* DIRECTIONS *
In your reply, reproduce the lines from the first one below to the line containing "sample | <point>102,113</point>", inclusive, exactly as they stand.

* DATA FOR THIS EXERCISE *

▬▬▬

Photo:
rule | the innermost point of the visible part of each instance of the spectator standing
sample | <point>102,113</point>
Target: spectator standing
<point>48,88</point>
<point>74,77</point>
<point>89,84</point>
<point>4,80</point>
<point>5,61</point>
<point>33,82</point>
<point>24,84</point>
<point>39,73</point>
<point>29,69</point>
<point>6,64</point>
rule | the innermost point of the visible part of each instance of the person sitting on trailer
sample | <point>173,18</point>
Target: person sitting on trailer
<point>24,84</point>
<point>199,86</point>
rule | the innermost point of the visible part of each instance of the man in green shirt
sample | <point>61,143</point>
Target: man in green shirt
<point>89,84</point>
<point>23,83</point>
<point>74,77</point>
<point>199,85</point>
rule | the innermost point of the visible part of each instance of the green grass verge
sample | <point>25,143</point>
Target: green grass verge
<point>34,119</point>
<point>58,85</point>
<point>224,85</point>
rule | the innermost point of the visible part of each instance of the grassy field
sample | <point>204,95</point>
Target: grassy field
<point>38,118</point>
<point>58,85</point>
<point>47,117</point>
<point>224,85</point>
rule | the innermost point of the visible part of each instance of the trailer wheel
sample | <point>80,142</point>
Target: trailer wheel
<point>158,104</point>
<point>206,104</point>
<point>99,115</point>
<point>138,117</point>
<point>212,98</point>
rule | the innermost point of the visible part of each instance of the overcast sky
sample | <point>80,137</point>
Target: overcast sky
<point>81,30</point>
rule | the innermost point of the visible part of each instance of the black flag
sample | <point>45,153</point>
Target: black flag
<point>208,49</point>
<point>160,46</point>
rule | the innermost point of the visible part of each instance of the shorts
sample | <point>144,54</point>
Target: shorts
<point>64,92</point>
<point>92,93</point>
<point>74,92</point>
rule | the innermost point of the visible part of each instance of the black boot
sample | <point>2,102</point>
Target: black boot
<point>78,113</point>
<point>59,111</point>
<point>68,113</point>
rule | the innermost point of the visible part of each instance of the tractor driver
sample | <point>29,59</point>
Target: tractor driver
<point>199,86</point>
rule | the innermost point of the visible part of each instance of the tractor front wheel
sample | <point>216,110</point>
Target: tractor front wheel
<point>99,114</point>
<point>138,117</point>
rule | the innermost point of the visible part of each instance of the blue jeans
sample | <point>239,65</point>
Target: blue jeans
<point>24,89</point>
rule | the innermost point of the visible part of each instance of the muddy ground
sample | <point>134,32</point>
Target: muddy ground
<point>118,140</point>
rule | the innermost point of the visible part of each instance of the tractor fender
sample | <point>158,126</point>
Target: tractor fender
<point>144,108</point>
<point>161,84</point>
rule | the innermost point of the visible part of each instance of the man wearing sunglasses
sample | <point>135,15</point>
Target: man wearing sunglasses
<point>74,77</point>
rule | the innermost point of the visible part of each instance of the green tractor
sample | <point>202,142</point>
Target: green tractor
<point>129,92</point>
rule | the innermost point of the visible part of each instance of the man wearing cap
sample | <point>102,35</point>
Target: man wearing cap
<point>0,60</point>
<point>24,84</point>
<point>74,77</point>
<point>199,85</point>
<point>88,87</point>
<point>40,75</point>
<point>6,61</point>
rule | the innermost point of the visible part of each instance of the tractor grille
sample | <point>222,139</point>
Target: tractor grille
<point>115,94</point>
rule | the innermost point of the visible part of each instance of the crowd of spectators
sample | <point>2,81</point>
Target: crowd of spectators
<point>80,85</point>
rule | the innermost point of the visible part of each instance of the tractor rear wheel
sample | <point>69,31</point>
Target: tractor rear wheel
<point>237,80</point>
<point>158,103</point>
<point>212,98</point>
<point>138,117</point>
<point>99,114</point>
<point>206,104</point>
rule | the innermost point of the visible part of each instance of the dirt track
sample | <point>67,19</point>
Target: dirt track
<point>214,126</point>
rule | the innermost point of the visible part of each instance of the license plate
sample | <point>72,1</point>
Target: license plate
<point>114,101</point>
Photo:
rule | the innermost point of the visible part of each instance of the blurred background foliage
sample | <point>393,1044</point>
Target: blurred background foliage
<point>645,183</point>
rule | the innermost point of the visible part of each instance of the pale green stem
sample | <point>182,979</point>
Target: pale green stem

▬▬▬

* SOLUTION TO THE PROBLEM *
Photo:
rule | the innermost point of the visible part of each instance of the spectator standing
sample | <point>102,113</point>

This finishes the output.